:: Tareas solicitadas ::
A. Traduzca al inglés esta oración del texto sobre la Guerra de la Independencia: «Se inició así la Guerra de la Independencia, que, para muchos, no fue una auténtica revolución.»
B. Prolongue el texto sobre la Guerra de la Independencia a partir de su última oración.

:: Texto del documento ::
____________________
1. Apuntes
históricos.
No era una un momento fácil para legislar.
El pueblo de Madrid se alzó contra el invasor francés justo el día en el cual
Carlos IV abdicó la Corona de España en favor de Napoleón. Se inició así la
Guerra de la Independencia, que, para muchos, no fue una auténtica revolución.
Es más, escribiría Antonio Alcalá Galiano en «Índole de la Revolución de España
en 1808» que «… cotejados los sucesos de Francia a fines del siglo próximo
pasado con los de España durante el período llamado de la Guerra de la
Independencia, parecen los segundos chicos y poco dignos del título de
revolución, apropiado solamente a la grandeza de los primeros. Por eso, muchas
personas consideran y declaran impropio modo de expresarse el llamar revolución
a la resistencia hecha por el pueblo español al poder francés, […]. “Nosotros
no estamos en revolución; nos han revuelto”, exclamó en las Cortes de 1810 un
diputado muy opuesto a las reformas emprendidas entonces».
____________________
:: Líneas suministradas ::
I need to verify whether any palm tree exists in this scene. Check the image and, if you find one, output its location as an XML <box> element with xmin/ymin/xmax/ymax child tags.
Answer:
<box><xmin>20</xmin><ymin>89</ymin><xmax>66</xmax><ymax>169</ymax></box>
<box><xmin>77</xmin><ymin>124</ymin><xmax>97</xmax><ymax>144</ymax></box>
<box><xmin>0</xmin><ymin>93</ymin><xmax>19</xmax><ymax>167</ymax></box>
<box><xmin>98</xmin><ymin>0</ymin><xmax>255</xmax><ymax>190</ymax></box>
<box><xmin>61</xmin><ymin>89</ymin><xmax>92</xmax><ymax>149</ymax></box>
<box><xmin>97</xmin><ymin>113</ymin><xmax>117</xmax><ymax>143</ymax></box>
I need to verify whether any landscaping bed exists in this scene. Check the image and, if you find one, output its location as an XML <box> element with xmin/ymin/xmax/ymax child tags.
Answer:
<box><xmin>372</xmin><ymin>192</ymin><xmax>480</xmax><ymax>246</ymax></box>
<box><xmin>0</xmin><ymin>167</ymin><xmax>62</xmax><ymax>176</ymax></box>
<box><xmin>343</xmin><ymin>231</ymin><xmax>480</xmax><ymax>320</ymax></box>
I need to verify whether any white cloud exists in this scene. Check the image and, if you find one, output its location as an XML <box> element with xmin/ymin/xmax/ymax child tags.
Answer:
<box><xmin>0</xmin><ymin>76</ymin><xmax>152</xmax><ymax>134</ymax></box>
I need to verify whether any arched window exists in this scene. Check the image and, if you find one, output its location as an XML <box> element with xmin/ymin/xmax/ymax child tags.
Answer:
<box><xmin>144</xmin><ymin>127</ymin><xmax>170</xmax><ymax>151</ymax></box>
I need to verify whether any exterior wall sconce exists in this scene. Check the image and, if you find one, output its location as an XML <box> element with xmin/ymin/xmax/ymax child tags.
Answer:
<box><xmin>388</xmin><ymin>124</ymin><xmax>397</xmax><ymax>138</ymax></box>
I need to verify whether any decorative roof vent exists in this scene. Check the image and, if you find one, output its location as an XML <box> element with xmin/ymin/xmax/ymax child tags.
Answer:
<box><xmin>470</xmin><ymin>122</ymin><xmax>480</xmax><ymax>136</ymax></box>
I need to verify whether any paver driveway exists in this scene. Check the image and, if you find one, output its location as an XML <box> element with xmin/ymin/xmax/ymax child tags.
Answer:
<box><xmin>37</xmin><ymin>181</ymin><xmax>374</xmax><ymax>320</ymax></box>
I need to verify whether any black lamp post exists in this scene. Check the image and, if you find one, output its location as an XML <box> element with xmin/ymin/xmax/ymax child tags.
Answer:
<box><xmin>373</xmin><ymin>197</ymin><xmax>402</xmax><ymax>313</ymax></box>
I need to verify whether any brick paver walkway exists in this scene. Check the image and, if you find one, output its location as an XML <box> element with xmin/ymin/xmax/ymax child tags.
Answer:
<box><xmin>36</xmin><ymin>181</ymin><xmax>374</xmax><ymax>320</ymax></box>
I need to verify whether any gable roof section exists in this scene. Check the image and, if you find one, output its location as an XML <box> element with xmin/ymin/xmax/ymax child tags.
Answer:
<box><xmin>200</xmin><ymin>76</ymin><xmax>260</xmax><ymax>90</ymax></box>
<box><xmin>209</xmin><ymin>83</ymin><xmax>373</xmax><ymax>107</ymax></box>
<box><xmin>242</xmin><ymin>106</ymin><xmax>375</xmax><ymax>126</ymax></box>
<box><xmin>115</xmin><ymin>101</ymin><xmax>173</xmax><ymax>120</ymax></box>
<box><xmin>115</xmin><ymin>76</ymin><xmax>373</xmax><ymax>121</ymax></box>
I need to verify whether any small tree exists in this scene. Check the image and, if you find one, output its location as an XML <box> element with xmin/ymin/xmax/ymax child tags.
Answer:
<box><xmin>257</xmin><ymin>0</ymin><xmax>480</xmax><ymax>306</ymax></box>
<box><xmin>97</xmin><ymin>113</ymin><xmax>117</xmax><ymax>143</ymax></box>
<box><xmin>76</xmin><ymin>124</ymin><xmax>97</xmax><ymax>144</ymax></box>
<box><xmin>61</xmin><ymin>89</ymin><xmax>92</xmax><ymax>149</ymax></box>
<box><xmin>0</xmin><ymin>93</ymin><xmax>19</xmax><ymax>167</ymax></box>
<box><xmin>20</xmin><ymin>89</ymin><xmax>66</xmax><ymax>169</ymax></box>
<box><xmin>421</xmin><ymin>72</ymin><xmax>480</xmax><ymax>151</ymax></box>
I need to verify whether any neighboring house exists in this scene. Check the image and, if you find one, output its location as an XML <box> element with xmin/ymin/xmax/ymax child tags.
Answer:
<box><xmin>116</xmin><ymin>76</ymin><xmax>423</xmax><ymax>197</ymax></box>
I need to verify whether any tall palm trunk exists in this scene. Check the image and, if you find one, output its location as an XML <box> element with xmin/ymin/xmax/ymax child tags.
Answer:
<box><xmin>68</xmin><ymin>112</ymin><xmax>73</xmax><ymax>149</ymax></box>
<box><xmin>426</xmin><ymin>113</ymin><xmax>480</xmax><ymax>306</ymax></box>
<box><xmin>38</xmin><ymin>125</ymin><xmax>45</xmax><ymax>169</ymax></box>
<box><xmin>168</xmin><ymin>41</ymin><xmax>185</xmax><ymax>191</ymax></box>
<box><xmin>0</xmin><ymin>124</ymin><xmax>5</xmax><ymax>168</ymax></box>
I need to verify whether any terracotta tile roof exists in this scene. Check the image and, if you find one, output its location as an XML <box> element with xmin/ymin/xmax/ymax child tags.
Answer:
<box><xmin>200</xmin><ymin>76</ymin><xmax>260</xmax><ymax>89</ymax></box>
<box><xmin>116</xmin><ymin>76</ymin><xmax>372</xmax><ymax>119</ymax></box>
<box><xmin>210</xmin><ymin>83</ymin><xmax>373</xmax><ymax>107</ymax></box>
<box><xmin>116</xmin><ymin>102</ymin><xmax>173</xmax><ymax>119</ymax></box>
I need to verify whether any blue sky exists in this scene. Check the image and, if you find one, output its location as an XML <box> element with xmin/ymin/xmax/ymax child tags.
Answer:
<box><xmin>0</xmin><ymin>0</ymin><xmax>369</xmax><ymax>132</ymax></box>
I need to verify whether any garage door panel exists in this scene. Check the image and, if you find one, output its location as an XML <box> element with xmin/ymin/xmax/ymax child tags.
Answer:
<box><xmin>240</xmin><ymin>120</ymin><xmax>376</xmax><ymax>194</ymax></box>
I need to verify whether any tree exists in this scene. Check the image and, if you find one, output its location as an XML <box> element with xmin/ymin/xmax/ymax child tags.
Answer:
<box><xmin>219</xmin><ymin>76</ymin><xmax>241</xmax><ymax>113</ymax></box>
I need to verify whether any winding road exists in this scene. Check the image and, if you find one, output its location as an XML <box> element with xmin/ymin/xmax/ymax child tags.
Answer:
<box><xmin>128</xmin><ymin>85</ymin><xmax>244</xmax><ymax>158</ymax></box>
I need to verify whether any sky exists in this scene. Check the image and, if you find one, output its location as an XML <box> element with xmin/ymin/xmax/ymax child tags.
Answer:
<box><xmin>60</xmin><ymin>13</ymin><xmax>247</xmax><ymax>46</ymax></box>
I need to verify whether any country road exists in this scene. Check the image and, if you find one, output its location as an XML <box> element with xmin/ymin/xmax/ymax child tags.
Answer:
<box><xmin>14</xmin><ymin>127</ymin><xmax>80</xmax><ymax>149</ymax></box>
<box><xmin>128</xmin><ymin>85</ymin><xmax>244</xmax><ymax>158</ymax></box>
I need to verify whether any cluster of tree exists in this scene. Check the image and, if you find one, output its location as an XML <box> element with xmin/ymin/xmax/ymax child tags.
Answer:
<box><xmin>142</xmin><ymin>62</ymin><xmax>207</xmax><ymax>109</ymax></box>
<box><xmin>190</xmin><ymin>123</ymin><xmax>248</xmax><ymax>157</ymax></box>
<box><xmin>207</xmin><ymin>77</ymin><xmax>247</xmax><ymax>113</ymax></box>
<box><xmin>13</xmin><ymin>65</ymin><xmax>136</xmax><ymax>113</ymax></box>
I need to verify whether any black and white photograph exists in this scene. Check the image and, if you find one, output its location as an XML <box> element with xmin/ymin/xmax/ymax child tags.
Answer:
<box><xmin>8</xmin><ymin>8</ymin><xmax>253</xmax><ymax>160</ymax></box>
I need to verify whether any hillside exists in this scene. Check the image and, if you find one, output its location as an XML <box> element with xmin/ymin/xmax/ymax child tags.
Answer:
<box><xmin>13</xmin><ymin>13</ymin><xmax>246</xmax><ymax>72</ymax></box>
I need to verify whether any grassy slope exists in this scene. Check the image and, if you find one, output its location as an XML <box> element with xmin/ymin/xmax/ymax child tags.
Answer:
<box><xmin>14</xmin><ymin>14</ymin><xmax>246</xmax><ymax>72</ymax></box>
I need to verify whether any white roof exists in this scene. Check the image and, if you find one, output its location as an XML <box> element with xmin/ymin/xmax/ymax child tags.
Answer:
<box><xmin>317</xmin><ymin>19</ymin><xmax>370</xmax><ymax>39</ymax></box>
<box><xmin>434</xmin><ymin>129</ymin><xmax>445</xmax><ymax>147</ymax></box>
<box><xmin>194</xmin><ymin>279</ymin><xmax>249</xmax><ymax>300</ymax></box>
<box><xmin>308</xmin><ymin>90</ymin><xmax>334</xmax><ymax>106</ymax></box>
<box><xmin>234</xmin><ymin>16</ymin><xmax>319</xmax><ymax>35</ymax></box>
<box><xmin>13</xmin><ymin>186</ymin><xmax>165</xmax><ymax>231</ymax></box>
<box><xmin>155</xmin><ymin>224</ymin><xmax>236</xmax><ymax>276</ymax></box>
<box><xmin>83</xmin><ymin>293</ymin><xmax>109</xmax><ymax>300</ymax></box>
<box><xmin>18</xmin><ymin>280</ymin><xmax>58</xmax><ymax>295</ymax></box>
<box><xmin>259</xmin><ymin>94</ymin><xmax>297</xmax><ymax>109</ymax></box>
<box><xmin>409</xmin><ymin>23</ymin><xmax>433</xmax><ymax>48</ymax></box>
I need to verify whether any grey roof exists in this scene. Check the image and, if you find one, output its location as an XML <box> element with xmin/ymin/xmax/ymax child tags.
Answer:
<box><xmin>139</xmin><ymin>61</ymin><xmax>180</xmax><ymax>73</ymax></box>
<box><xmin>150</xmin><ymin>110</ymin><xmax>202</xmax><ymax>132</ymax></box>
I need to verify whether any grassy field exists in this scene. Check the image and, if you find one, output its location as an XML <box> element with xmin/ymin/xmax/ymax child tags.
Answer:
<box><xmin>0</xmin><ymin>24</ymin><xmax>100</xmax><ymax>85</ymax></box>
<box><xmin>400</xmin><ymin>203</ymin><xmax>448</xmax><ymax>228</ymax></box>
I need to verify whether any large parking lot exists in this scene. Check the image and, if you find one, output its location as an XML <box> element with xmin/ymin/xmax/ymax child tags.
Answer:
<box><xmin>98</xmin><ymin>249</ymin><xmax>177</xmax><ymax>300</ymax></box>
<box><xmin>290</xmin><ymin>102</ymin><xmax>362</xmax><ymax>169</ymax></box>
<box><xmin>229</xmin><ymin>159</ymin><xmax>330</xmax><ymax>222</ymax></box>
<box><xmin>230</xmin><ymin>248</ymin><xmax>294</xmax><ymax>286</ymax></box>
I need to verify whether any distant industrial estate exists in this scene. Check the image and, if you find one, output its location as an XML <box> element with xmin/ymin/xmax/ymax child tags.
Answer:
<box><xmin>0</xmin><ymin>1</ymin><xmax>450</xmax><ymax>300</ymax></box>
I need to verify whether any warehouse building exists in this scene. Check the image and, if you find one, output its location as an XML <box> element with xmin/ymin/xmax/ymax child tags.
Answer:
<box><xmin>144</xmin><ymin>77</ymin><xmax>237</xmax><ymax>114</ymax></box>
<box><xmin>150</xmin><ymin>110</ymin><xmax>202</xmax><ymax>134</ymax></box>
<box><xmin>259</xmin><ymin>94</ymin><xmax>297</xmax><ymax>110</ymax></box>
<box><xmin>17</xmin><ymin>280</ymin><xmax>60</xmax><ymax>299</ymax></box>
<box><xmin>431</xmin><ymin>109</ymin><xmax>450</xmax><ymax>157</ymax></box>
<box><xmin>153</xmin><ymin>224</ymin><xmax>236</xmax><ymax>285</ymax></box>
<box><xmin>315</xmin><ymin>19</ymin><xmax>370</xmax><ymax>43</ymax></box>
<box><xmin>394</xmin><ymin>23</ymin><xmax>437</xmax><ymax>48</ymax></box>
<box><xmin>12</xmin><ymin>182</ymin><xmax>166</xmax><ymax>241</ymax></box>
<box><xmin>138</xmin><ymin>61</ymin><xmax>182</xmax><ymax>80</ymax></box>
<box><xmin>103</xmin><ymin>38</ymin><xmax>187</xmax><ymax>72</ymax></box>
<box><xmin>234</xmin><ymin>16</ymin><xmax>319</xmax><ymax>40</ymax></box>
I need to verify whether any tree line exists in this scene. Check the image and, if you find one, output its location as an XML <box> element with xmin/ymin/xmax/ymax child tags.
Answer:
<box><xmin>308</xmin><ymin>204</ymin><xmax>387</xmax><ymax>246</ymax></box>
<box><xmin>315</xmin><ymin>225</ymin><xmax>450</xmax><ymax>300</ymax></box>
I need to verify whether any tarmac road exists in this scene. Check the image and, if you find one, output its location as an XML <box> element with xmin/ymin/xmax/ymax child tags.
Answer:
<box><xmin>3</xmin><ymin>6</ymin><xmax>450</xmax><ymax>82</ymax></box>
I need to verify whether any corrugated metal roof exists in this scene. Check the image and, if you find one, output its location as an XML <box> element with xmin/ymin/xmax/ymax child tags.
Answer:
____________________
:: Respuestas por tarea ::
A. Thus began the War of Independence, which, for many, was not a true revolution.

B.
Sin embargo, al extenderse el
alzamiento rápidamente por toda la nación, pronto surgió la necesidad de
organizar la resistencia. Se crearon juntas provinciales frente al Consejo de
Castilla, desacreditado por la subyugación a Murat; pero tanto las numerosas y
dispares opiniones como el desarrollo mismo del conflicto bélico hicieron
imposible alcanzar el acuerdo; por lo cual, el 25 de septiembre de 1808, se
constituyó la Junta Suprema Central y Gubernativa, erigida como único poder
central con la misión principal de dirigir la guerra, y presidida por José
Moñino y Redondo, conde de Floridablanca. Con su sede inicial en Aranjuez, las
vicisitudes de la guerra la trasladaron a Sevilla, donde falleció Floridablanca
—quien sería sustituido en la presidencia por Vicente Joaquín Osorio de Moscoso
y Guzmán, marqués de Astorga—, y el 23 de enero de 1810 a la Isla de León,
mejor defendida gracias al amparo naval británico. En el seno de la Junta se
consolidó una idea heredada de las juntas provinciales: la invasión había
devastado el Estado, y era perentorio reconstruirlo. En la forma se hallaría la
discrepancia. Un sector consideraba que debía realizarse mediante la
restauración de las antiguas leyes fundamentales del Reino —suprimidas por el
absolutismo—, actualizadas a los nuevos tiempos, que tan eficientes habían sido
para el ordenado funcionamiento de los poderes públicos y las libertades de los
españoles. En contra, se impuso el criterio de quienes —influidos por
corrientes afrancesadas— abogaban por la vía constitucional como medio más
idóneo al fin.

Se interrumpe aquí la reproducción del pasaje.